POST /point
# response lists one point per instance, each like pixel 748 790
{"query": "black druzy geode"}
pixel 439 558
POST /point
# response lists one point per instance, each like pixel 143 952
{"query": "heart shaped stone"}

....

:: STATED GOAL ::
Please write the records out again, substituting "label" for every "query" and leaving everything else as it is.

:: RESPONSE TO THIS TASK ::
POST /point
# response lists one point per instance, each like pixel 748 790
{"label": "black druzy geode"}
pixel 439 558
POST /point
# response lists one point per instance, each like pixel 143 952
{"label": "heart shaped stone"}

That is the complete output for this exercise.